TASK DETAILS -> Extend the course page below on good data-analysis habits in neuroscience, picking up right after its final paragraph about committing and syncing a change.

User Tools

Site Tools


This is an old revision of the document!

Data analysis in Neuroscience, Week 1: Good habits for data analysis (paths, backups, versioning, annotation)


  • Set up a working MATLAB installation with appropriate path shortcuts
  • Use GitHub to acquire the lab codebase
  • Create a well-designed folder structure for your projects (including this course)
  • Choose and implement a backup strategy for your project files
  • Understand the flow of raw data, from acquisition to analysis
  • Connect to the database, download a data set, and test your path setup



Installing MATLAB

If you are using a lab computer, it will have MATLAB installed. Verify that it can start successfully (you'll get the » prompt in the Command Window).

If you are using your own computer, you can download MATLAB from the website. For it to work, you need the username to be 'mvdmlab' and the network.lic license file available from the lab Dropbox. If you want to use MATLAB off-campus, you also may need to connect to the campus network using a VPN (See the uWaterloo VPN page on how to do this). It may also be possible to acquire your own working copy of MATLAB that does not have these restrictions.

This course assumes a basic working knowledge of MATLAB, corresponding roughly to the material in the "Getting Started with MATLAB" Primer. If you are unsure, take a look at the table of contents. If there are things you don't recognize, use the Primer itself, or Chapter 2 of the MATLAB for Neuroscientists book to get up to speed.

Setting up GitHub

GitHub is a system for “distributed version control”: it keeps track of changes to a set of collaboratively edited files, such as pieces of MATLAB code. This is done so that it is easy to share improvements between collaborators. If you are new to GitHub, watch the video under Resources above.

If you don't already have a GitHub account, go to GitHub and sign up.

Download and install the GUI client of your choice; for Windows, I recommend GitHub Windows to get started. For installing Git and setting up GitHub on various operating systems, see GitHub: Set Up Git

Configure your client. For GitHub Windows, you'll first need to sign in with your account, then click Tools > Options. Set the “Default Storage Directory” to something reasonable: on lab computers, this should be something on the D: drive (for example, D:\My_Documents\GitHub\). Also check that your username and e-mail address look ok (I am mvdm).

Next, on the GitHub website, search for the repository called BIOL680 and Fork it. Notice that this creates your own personal copy of the original repository.

Go back to your local client and hit Refresh. You should now see your forked repo appear, along with the option to Clone it. Do this. Verify that your local filesystem now contains a BIOL680 folder in the location you specified in your GitHub client configuration: this is the local version of your forked repo, which you can now make changes to.

Open the file in the MATLAB editor (if you don't have one, type edit at the MATLAB command prompt) and add a line to it with your name and date. Save your updated file (notice the * in the MATLAB editor window that indicates unsaved changes).

In your local GitHub client, hit Refresh (making sure you are looking at the BIOL680 repo of course). It should indicate that there is now a file to be committed, and highlight the line you added. Write a short commit message, and hit Commit. Notice you now have “unsynced commits”. To upload (push) your change to GitHub, hit sync. On the GitHub site for this repo, verify that your change appears there.

SOURCE DATA ->

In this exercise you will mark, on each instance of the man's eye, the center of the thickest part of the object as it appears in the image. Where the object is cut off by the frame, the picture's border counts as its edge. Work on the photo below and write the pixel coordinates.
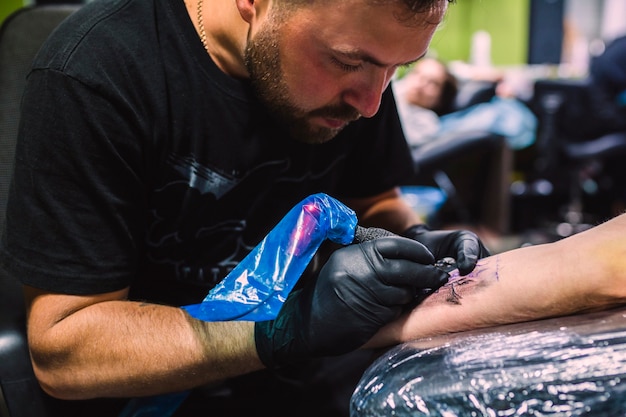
(346, 67)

EXERCISE RESPONSE ->
Important: the change you just made is limited to *your fork* only. The original repo that you forked is *not* automatically updated with your change! To remedy this, select “Pull Requests” on your repo site and choose “New Pull Request”. The resulting page will show the diff of the file in your repo against the same file in the original repo, so it should highlight the change you made. Select “Click to create a Pull Request…”, add a title, and click “Send Pull Request”.

Now, the owner of the original repo (in this case, mvdm) will need to approve the request before the change is merged into the original repo. You will get a confirmation message by e-mail when this is done.

This process works the same way for changes in the other direction. If the original repo is updated, your fork does not automatically update. If it did, it could have some nasty consequences: someone could break your code without you knowing about it! You are in control of your own fork and need to check for, and approve, any changes you want. A good way of doing this is to Watch the original repo using the button on the GitHub site.

Note: if you are confused or curious about GitHub, or distributed version control in general, a great way to get answers beyond reading the documentation and doing the tutorials is to go for drinks with the folks in the Eliasmith lab!

Using GitHub to acquire the lab codebase

Using your experience from the previous section, fork and create a local clone of the vandermeerlab repo. Verify that it exists in your local filesystem before proceeding.

Configuring MATLAB to use the lab codebase

See Setting up MATLAB. Things should be set up so that you have a shortcut that does the following:

  • Restore the default path
  • Add all folders from the vandermeerlab repo
  • cd to your BIOL680 folder

Check that the shortcut works before proceeding.

Grab a data session from the lab database

Use a FTP client such as Filezilla or WinSCP to connect to the lab FTP server, mvdmlab-nas1 ( Configure your FTP client to require “explicit FTP over TLS” and use BIOL680 as username and password. In the BIOL680 folder, download the folder R016-2012-10-08. A good place to put this folder is in D:\data\promoted\R016\. (In general you want to keep your data separate from your code; for instance, multiple analysis projects may use the same data, so you don't want to duplicate it.)

You will have to be on campus to connect. If you still cannot log in to the server, send me your IP address and I will temporarily enable access for you. IF it still does not work, get the .zip here.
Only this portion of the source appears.